### [Source data]

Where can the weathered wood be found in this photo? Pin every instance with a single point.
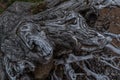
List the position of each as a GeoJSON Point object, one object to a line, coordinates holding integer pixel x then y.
{"type": "Point", "coordinates": [58, 39]}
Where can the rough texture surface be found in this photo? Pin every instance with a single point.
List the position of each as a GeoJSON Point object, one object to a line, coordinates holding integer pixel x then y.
{"type": "Point", "coordinates": [69, 40]}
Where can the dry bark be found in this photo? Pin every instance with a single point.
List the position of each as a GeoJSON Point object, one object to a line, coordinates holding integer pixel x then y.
{"type": "Point", "coordinates": [60, 39]}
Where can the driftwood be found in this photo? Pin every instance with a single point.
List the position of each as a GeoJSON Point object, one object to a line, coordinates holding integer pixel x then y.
{"type": "Point", "coordinates": [61, 36]}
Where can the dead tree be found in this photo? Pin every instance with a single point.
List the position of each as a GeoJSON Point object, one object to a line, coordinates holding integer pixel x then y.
{"type": "Point", "coordinates": [60, 35]}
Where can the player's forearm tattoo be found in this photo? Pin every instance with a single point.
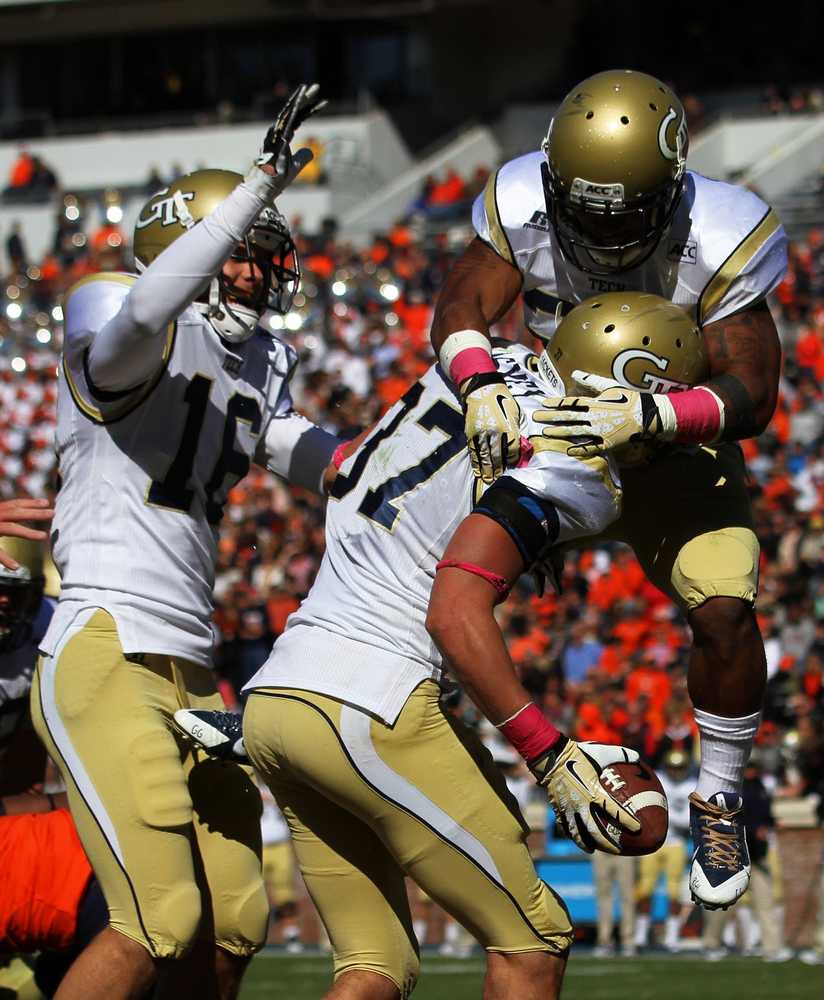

### [Your task]
What is needed is an exact copy of the lines from the start of the listing above through the line that holds "Where can the rough", with the pictures left out.

### [Written solution]
Where can the weathered wood be found in this photo? Pin every instance with a single point.
List the position of each as a GeoJSON Point object, one object to a line, coordinates holding integer pixel x then y.
{"type": "Point", "coordinates": [58, 39]}
Where can the rough texture surface be found in this photo? Pin every instance with a single point.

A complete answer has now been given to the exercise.